__EXERCISE__
For every record beneath this instruction, give an exact repetition, omitting images.

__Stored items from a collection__
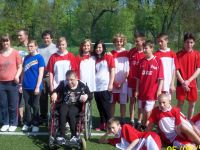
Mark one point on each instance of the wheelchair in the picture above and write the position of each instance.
(83, 125)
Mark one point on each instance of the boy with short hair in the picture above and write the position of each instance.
(188, 70)
(135, 55)
(120, 87)
(149, 81)
(168, 58)
(73, 93)
(127, 137)
(172, 124)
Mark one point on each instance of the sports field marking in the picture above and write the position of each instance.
(38, 134)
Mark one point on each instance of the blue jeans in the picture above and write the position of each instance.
(9, 102)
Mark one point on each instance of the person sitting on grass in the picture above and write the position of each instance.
(126, 137)
(73, 93)
(195, 121)
(174, 128)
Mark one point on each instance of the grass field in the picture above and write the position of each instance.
(24, 142)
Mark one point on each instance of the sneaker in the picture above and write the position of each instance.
(74, 139)
(35, 129)
(4, 128)
(61, 140)
(25, 128)
(12, 128)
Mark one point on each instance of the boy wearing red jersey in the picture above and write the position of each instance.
(120, 87)
(172, 124)
(135, 55)
(168, 58)
(128, 138)
(149, 80)
(188, 70)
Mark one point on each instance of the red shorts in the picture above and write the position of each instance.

__OUTPUT BELOW__
Mark one point on each instance of the wheelchair in the picture above and write the position of each instance.
(83, 125)
Mark one point on each instance of the boy with short hair in the picture above and write the position of each instance.
(188, 70)
(135, 55)
(120, 87)
(149, 81)
(168, 58)
(73, 93)
(127, 137)
(172, 124)
Mark one point on each instance of the sports field marking in the picture above and write the position of each instance.
(38, 134)
Mark one point on each instance of the blue jeans in the picture above and write the position of each instance.
(9, 102)
Mark one point on each instance of the person sitting on grass in the picture above and write the position of each instance.
(126, 137)
(73, 93)
(195, 121)
(174, 128)
Mark one point on each instance of the grass field in the picture above and write the position of each instance.
(24, 142)
Mark one point on each instance of the sneaker in the picture above and write the position of each instance.
(74, 139)
(35, 129)
(4, 128)
(61, 140)
(25, 128)
(12, 128)
Mark one point on each instance of the boy wearing red jersey in the picture above and write the position of each instance.
(120, 87)
(172, 124)
(135, 55)
(168, 58)
(128, 138)
(149, 80)
(188, 70)
Mark one point on each instance of the red shorts in the picture above and write the position of each instance.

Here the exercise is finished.